About this exercise:
Give back, word for word, the line that contains "Find white line" and all lines after it in the material, through the last; please include only these.

▼

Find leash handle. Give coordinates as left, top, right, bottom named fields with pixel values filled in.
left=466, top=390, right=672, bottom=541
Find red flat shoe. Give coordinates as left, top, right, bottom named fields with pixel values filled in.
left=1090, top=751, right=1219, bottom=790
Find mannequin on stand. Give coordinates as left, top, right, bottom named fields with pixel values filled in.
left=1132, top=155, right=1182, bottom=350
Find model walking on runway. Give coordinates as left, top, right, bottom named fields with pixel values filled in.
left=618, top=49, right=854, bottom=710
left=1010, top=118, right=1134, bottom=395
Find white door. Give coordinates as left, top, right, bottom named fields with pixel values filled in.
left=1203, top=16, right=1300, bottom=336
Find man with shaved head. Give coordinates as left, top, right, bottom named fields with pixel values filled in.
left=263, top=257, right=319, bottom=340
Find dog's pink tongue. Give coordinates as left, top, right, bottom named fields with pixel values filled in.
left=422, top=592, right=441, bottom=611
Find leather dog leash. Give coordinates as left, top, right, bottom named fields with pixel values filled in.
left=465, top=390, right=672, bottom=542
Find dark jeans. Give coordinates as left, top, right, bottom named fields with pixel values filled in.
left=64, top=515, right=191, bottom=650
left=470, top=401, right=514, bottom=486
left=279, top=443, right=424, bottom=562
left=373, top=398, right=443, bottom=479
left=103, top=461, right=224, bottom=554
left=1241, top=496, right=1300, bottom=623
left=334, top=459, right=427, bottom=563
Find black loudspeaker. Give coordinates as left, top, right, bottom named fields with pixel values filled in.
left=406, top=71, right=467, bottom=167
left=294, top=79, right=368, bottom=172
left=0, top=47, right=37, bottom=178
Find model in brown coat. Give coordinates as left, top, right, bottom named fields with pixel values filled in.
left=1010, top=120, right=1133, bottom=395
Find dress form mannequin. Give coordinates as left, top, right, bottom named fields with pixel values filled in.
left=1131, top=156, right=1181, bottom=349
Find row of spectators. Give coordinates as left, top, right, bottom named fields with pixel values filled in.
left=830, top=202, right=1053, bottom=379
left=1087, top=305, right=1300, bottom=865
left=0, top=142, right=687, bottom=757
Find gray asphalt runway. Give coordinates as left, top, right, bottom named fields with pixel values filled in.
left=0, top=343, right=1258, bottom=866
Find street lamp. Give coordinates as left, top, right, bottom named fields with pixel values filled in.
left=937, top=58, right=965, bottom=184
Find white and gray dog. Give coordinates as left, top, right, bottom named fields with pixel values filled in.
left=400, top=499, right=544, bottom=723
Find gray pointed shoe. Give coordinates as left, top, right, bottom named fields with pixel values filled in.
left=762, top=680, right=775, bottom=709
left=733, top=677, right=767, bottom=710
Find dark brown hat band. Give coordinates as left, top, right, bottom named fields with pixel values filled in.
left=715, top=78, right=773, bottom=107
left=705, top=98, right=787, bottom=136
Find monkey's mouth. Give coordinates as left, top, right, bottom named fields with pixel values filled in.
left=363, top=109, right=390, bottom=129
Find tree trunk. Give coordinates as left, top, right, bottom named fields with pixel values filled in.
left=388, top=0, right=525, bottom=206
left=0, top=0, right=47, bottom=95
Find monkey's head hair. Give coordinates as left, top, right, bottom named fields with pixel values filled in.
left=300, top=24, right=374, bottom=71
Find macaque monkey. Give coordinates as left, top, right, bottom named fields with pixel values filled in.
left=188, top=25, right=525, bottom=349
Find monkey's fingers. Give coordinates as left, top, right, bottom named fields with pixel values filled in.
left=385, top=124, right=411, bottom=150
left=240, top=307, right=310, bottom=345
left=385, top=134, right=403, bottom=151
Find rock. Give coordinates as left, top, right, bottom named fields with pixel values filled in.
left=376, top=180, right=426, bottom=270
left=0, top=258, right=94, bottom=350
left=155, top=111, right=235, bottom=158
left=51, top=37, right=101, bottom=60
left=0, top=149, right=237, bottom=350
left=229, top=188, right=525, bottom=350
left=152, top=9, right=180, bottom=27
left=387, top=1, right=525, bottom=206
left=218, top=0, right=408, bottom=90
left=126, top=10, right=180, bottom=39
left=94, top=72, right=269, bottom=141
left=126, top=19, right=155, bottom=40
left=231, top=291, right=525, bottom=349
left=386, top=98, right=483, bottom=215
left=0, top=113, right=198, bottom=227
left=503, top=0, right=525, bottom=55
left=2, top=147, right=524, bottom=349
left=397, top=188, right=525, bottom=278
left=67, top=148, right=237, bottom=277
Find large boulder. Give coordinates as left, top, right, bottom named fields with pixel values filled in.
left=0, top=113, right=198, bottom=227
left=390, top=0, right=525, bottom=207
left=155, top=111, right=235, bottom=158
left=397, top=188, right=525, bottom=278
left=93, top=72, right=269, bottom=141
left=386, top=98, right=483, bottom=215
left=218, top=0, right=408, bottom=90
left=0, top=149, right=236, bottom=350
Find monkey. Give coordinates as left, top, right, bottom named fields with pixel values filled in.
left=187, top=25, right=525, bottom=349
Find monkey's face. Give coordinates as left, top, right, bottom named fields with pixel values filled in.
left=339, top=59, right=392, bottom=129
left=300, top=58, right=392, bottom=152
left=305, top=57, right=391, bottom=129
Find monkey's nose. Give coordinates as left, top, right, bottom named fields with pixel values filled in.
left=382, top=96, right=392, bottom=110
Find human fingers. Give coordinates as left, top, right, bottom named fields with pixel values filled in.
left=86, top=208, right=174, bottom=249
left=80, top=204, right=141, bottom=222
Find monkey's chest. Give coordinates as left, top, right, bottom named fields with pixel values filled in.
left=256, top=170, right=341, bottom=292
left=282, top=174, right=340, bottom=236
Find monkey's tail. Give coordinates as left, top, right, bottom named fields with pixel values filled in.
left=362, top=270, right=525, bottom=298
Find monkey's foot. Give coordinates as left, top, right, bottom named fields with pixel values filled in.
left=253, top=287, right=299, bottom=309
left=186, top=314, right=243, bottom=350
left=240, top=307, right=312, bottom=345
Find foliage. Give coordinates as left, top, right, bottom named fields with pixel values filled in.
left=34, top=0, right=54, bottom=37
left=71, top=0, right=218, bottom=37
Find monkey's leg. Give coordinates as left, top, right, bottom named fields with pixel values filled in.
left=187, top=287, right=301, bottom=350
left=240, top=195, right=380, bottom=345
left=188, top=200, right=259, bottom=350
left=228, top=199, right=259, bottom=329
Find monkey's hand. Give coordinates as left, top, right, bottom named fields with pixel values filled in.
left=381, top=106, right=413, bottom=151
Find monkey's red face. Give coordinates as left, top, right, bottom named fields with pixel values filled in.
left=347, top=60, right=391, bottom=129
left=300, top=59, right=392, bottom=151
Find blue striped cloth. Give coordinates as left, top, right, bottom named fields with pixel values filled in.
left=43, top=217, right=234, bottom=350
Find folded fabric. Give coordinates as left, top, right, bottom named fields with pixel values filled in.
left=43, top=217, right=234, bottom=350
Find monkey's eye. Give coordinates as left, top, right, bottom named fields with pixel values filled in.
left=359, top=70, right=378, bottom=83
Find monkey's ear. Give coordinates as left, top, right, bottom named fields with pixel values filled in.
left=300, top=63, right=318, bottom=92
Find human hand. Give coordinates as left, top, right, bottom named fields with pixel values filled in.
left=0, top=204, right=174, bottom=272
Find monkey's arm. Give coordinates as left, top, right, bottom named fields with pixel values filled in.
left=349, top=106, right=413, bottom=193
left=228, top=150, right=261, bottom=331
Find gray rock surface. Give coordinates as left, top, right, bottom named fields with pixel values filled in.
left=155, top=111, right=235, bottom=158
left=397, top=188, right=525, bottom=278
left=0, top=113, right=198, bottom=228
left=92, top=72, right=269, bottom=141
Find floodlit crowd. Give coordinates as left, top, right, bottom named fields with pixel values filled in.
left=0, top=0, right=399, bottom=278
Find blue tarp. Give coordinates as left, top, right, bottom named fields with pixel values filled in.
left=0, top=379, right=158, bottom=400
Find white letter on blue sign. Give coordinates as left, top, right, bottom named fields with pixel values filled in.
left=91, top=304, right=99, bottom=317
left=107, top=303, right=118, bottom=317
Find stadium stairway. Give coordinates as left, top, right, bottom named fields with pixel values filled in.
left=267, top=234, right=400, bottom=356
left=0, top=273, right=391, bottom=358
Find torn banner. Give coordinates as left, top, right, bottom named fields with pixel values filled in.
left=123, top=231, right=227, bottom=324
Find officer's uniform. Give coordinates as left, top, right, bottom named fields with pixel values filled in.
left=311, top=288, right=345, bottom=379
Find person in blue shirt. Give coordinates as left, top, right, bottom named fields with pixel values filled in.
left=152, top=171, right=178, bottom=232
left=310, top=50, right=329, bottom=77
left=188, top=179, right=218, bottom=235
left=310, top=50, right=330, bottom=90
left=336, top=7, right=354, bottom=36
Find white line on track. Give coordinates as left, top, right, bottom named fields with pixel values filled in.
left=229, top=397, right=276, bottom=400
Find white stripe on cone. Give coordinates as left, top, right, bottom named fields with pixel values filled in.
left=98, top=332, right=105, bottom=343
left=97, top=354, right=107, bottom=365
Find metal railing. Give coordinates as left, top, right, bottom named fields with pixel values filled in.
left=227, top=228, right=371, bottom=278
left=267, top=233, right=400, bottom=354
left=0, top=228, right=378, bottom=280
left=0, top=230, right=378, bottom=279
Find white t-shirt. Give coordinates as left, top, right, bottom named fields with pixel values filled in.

▲

Written answer:
Find white line on track. Give coordinates as left, top, right, bottom named fields with pixel values filled in.
left=229, top=397, right=276, bottom=400
Find white stripe on cone. Give coordinates as left, top, right, bottom named fields with pixel values filled in.
left=98, top=332, right=105, bottom=343
left=97, top=354, right=107, bottom=365
Find metal railing. Give coordinates as left, top, right, bottom named fields with pixel values filled in.
left=227, top=228, right=371, bottom=278
left=267, top=233, right=400, bottom=354
left=0, top=228, right=378, bottom=280
left=0, top=230, right=378, bottom=279
Find white t-shirt. Give coordinates as left, top, right, bottom named fields with pixel values filled in.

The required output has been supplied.